Reproduce the listing below with "even-odd fill rule" swapped for "nonzero fill rule" and everything else unchanged. Leave out the pictures.

:: Given data ::
┄┄┄┄┄┄
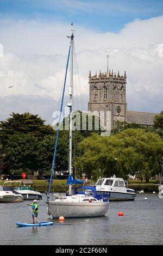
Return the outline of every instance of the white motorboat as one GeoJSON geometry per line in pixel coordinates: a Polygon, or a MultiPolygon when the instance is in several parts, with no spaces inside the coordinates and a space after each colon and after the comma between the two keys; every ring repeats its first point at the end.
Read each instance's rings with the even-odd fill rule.
{"type": "Polygon", "coordinates": [[[14,190],[21,194],[24,200],[42,199],[42,194],[29,186],[14,187],[14,190]]]}
{"type": "Polygon", "coordinates": [[[9,187],[0,186],[0,203],[23,202],[23,196],[9,187]]]}
{"type": "Polygon", "coordinates": [[[135,190],[127,188],[122,178],[111,178],[99,179],[96,184],[97,192],[105,192],[109,194],[110,201],[134,200],[135,190]]]}
{"type": "MultiPolygon", "coordinates": [[[[48,214],[52,215],[53,218],[58,218],[64,216],[65,218],[78,218],[100,217],[104,216],[109,209],[109,200],[108,195],[103,194],[98,196],[96,188],[93,187],[79,187],[72,189],[72,184],[77,184],[77,180],[73,179],[72,173],[72,94],[73,94],[73,31],[70,36],[71,44],[69,48],[69,53],[67,59],[66,71],[62,96],[62,101],[59,116],[59,125],[58,126],[57,136],[53,160],[52,172],[49,187],[48,190],[47,203],[48,204],[48,214]],[[69,87],[68,94],[70,96],[70,102],[67,104],[70,108],[70,146],[69,146],[69,172],[70,175],[67,185],[69,185],[69,194],[65,196],[61,196],[57,198],[49,200],[49,193],[52,180],[52,175],[54,173],[55,164],[56,152],[57,143],[59,136],[61,116],[62,111],[62,105],[64,96],[64,92],[66,81],[67,68],[71,50],[71,82],[69,87]],[[70,180],[71,179],[71,181],[70,180]]],[[[82,181],[82,183],[83,181],[82,181]]]]}

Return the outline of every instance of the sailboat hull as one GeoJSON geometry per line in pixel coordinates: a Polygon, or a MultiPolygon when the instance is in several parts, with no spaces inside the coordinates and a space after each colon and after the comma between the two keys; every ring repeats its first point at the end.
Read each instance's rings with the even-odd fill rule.
{"type": "Polygon", "coordinates": [[[86,218],[105,216],[109,210],[109,202],[72,203],[50,201],[48,203],[48,214],[53,218],[86,218]]]}

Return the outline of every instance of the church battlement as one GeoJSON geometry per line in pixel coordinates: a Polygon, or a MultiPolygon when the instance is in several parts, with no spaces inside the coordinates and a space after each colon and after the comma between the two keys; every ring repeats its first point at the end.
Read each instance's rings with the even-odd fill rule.
{"type": "Polygon", "coordinates": [[[99,74],[98,76],[97,75],[97,71],[96,71],[96,74],[94,76],[91,75],[91,70],[89,73],[89,82],[99,82],[99,81],[115,81],[115,82],[126,82],[126,72],[124,71],[123,76],[120,76],[119,73],[119,70],[118,71],[117,75],[116,74],[116,72],[113,73],[113,70],[112,70],[111,72],[110,72],[110,69],[109,70],[109,72],[102,73],[101,70],[99,71],[99,74]]]}

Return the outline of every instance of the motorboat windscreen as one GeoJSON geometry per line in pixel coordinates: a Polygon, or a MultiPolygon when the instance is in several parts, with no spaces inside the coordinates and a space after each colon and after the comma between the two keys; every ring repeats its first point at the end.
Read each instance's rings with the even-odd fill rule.
{"type": "Polygon", "coordinates": [[[104,185],[107,186],[112,186],[113,181],[113,180],[106,180],[104,185]]]}
{"type": "Polygon", "coordinates": [[[96,183],[96,185],[101,186],[103,184],[104,180],[104,179],[99,179],[97,182],[96,183]]]}
{"type": "Polygon", "coordinates": [[[10,187],[0,187],[0,191],[11,191],[14,194],[20,194],[20,193],[12,190],[10,187]]]}

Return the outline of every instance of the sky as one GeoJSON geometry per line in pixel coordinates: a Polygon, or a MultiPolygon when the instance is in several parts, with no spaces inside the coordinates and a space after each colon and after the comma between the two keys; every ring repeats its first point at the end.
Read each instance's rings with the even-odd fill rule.
{"type": "Polygon", "coordinates": [[[0,120],[29,111],[52,124],[72,22],[81,89],[75,88],[77,108],[87,110],[89,70],[106,71],[109,54],[109,68],[126,70],[128,109],[162,110],[162,0],[0,0],[0,120]]]}

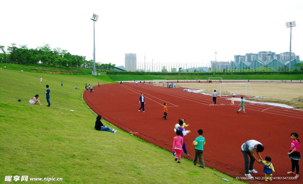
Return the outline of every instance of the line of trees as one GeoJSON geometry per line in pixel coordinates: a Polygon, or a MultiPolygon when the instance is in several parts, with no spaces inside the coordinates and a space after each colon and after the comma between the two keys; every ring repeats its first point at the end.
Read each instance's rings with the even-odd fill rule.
┄┄┄┄┄┄
:: Complete answer ::
Return the outline of every instance of the white motorboat as one GeoJSON geometry per line in pixel coordinates: a Polygon, or a MultiPolygon when the instance is in several parts, with no spaces inside the coordinates and a space after each colon and after the comma between the two keys; every ring repeats its first point at the end.
Read each instance's rings with the nonzero fill rule.
{"type": "Polygon", "coordinates": [[[14,190],[21,194],[24,200],[42,199],[42,194],[29,186],[14,187],[14,190]]]}
{"type": "Polygon", "coordinates": [[[9,187],[0,186],[0,203],[23,202],[23,196],[9,187]]]}
{"type": "Polygon", "coordinates": [[[135,190],[127,188],[122,178],[111,178],[99,179],[96,184],[97,192],[105,192],[109,194],[110,201],[134,200],[135,190]]]}
{"type": "MultiPolygon", "coordinates": [[[[48,214],[52,215],[53,218],[58,218],[64,216],[65,218],[78,218],[100,217],[104,216],[109,209],[109,200],[108,195],[103,194],[98,196],[96,188],[93,187],[79,187],[72,189],[72,184],[77,184],[77,180],[73,179],[72,173],[72,94],[73,94],[73,31],[70,36],[71,44],[69,48],[69,53],[67,59],[66,71],[62,96],[62,101],[59,116],[59,125],[58,126],[57,136],[53,160],[52,172],[49,187],[48,190],[47,203],[48,204],[48,214]],[[69,87],[68,94],[70,96],[70,102],[67,104],[70,108],[70,146],[69,146],[69,172],[70,175],[67,185],[69,185],[69,194],[65,196],[61,196],[57,198],[49,200],[49,193],[52,180],[52,175],[54,173],[55,164],[56,152],[57,143],[59,136],[61,116],[62,111],[62,105],[64,96],[64,92],[66,81],[67,68],[71,50],[71,82],[69,87]],[[70,180],[71,179],[71,181],[70,180]]],[[[82,181],[82,183],[83,181],[82,181]]]]}

Return the outline of every instance of the sailboat hull as one GeoJSON geometry per line in pixel coordinates: a Polygon, or a MultiPolygon when the instance is in several parts, with no spaces inside the coordinates and a space after each colon and after the comma between the two keys; every ring repeats its first point at the end.
Read each instance's rings with the nonzero fill rule.
{"type": "Polygon", "coordinates": [[[86,218],[105,216],[109,210],[109,202],[72,203],[50,201],[48,203],[48,214],[53,218],[86,218]]]}

Return the outline of every instance of the church battlement as one GeoJSON geometry per line in pixel coordinates: a Polygon, or a MultiPolygon when the instance is in several parts, with no spaces inside the coordinates and a space after each colon and after the comma between the two keys; every ring repeats its first point at the end.
Read each instance's rings with the nonzero fill rule.
{"type": "Polygon", "coordinates": [[[99,74],[98,76],[97,75],[97,71],[96,71],[96,74],[94,76],[91,75],[91,70],[89,73],[89,82],[99,82],[99,81],[115,81],[115,82],[126,82],[126,72],[124,71],[123,76],[120,76],[119,73],[119,70],[118,71],[117,75],[116,74],[116,72],[113,73],[113,70],[112,70],[111,72],[110,72],[110,69],[109,70],[109,72],[102,73],[101,70],[99,71],[99,74]]]}

Return the outline of every instance of the motorboat windscreen as one GeoJSON geometry per line in pixel coordinates: a Polygon, or a MultiPolygon when the instance is in several parts, with no spaces inside the coordinates and a space after each colon and after the comma between the two keys; every ring repeats its first point at the end.
Read each instance's rings with the nonzero fill rule.
{"type": "Polygon", "coordinates": [[[104,185],[107,186],[112,186],[113,181],[113,180],[106,180],[104,185]]]}
{"type": "Polygon", "coordinates": [[[96,183],[96,185],[101,186],[103,184],[104,180],[104,179],[99,179],[97,182],[96,183]]]}
{"type": "Polygon", "coordinates": [[[10,187],[0,187],[0,191],[11,191],[14,194],[20,194],[20,193],[12,190],[10,187]]]}

Return the outline of every instance of the sky as one GeoJSON geometry per line in pixel coordinates: a Polygon, or a MultiPolygon when the instance is in several parts, with no spaces inside the coordinates and a space after each colon and after the comma between the two keys; every ring repeats its first point at the end.
Read each instance's rings with the nonzero fill rule.
{"type": "Polygon", "coordinates": [[[0,120],[29,111],[52,124],[72,22],[81,89],[75,88],[77,108],[87,110],[89,70],[106,71],[109,54],[109,68],[126,70],[128,109],[162,110],[162,0],[0,0],[0,120]]]}

Return the outline of every instance of the line of trees as one GeoJSON geometry per line in pixel coordinates: a Polygon, or a MultiPolygon when the instance is in several parts, with no spaces inside the coordinates and a space after each colon and after the comma between the two keys; every ring repeats its first point at the end.
Read each instance's rings with the nonzero fill rule.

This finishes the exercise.